■ Records provided:

☆ ☆ ☆

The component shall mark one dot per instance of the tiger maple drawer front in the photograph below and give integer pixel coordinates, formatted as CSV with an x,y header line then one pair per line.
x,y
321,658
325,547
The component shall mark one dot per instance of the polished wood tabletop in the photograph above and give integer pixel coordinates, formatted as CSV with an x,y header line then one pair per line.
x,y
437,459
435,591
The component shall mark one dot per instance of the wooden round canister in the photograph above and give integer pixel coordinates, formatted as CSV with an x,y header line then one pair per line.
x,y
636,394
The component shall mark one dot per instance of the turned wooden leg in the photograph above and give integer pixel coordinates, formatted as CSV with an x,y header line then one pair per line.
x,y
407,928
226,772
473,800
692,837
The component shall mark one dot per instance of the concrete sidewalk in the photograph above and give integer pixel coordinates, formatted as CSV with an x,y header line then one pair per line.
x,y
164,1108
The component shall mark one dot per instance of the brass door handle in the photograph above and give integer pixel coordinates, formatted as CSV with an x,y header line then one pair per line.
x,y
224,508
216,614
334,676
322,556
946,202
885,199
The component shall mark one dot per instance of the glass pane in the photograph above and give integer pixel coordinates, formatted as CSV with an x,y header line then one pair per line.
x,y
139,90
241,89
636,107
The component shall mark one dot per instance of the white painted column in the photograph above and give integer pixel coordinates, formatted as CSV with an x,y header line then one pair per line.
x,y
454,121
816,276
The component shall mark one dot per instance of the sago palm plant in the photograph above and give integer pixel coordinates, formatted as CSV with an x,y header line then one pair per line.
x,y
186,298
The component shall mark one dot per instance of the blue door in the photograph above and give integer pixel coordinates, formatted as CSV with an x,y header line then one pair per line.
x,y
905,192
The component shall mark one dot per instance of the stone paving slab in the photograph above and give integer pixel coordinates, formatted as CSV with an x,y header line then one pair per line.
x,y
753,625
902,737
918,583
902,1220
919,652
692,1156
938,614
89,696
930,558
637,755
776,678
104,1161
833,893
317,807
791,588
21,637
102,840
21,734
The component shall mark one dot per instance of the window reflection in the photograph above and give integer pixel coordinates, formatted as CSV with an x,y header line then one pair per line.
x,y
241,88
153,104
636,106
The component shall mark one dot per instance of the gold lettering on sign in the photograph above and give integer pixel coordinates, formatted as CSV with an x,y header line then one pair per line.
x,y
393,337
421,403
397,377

☆ ☆ ☆

■ Exercise: Give the entries once more, exactly as they appear.

■ Expected answer:
The component shall mark one dot per instance of the tiger maple drawer front in the photograph below and give integer pixel coordinates, formatted as CSV with an x,y header line then one pair per line.
x,y
321,658
325,547
The component shall mark one dot per instance of the polished wood tabletop in the photograph above and give integer pixel coordinates, formatted as CSV with an x,y header line then one pair per line.
x,y
437,459
435,591
The component shall mark one dot per instance of the wooden round canister in the photograph above and give integer pixel coordinates, formatted as CSV with an x,y header line then one pair per line.
x,y
636,394
The component shall mark one dot per instance of the turned wooden leg in the photograph above and give integer pixel coordinates, formatted as CSV with an x,y header line then one pair per line.
x,y
407,928
226,772
473,800
692,837
The component shall mark one dot per instance of the concrete sidewalk in the photograph above and give integer pixel coordinates, formatted as CSV with an x,y header line then one pair per line.
x,y
164,1108
The component shall mark one dot per instance of the brass door handle in the photograph above and give integer pixel coordinates, formatted as CSV with an x,y header line then one pair per line.
x,y
224,508
216,614
334,676
322,556
946,202
885,199
The component shall mark one dot per instance of the glass pane in the photograph above and give integer pixel coordinates, formatted as CSV with an x,y header line then one pair per line.
x,y
139,90
241,89
636,107
The component shall mark one dot per instance of the white painted column in the photograph above and give integer pixel coordinates, formatted as CSV with an x,y header line then one pair per line.
x,y
454,121
816,276
The component shall mark one dot per instance of the sago palm plant in the photograph above and give integer pixel coordinates, formatted as CSV with an x,y header line then one pair per line.
x,y
186,298
The component shall mark one dot per instance of the blue door in the photograph above and give integer pixel coordinates, formatted as CSV with an x,y header line then one pair per line.
x,y
905,192
The component shall mark one dot per instance of the stone paving slab in the photograph above and give integer pixel coordinates, formatted as CSV with an x,y header line then one pair per line.
x,y
753,625
902,737
918,583
902,1220
919,652
692,1156
938,614
89,696
930,558
637,755
776,678
104,1161
833,893
317,807
791,588
21,637
102,840
21,734
The component shall mark one dot per instance of the window reflection in the photograph above and give integer pixel coordinates, formatted as CSV with an x,y header line then one pair per line.
x,y
241,88
153,104
636,106
The component shall mark one dot per instance of the gold lettering on sign in the photograph above and give integer pixel coordinates, formatted as CSV with an x,y header line then one pair per line.
x,y
393,337
421,403
397,377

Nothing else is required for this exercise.